==== EXERCISE INPUT ====

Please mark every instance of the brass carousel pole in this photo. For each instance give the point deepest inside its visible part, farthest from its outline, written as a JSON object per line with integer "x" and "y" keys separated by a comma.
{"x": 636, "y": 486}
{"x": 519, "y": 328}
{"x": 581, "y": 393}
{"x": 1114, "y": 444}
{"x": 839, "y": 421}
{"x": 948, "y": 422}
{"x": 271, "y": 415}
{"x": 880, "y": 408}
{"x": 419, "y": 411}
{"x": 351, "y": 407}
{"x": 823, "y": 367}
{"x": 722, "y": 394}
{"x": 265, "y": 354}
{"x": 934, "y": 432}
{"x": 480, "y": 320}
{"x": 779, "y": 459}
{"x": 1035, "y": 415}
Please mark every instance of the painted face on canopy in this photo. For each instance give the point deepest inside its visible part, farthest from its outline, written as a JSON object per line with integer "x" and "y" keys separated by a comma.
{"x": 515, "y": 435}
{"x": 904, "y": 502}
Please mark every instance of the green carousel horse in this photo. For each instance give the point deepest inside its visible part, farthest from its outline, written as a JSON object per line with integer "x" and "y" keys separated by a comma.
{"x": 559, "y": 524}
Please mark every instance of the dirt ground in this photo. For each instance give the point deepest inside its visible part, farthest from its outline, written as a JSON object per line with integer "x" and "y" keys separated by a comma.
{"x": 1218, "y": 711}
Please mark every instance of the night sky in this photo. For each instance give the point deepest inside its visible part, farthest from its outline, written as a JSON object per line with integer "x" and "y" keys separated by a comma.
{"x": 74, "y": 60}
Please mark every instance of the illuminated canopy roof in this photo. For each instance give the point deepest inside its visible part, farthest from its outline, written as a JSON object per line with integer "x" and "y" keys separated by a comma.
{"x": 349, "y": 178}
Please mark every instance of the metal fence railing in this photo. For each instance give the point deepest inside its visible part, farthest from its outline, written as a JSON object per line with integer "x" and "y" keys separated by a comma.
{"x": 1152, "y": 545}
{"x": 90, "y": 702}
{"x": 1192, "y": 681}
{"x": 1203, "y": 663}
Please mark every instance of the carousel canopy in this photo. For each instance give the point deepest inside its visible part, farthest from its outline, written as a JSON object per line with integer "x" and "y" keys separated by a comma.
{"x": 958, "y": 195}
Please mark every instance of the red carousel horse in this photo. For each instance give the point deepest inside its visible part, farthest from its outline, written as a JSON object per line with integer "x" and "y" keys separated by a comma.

====

WHAT TO DO = Rewrite the data from the line containing "Please mark every instance of the carousel" through the end, inclusive, replacing "red carousel horse" with "blue carousel horse" and changing nothing else.

EXERCISE ANSWER =
Please mark every instance of the carousel canopy in this photo. For each instance give the point deepest inside its visible part, farthest from its outline, written as a JSON object per line with integer "x" and "y" keys separated by a comma.
{"x": 958, "y": 195}
Please mark every instance of the blue carousel horse in this photo. For each instance give the point deepest inside its visible part, farthest from its outline, written as a JSON object per line with integer "x" and "y" keys separated by a comma.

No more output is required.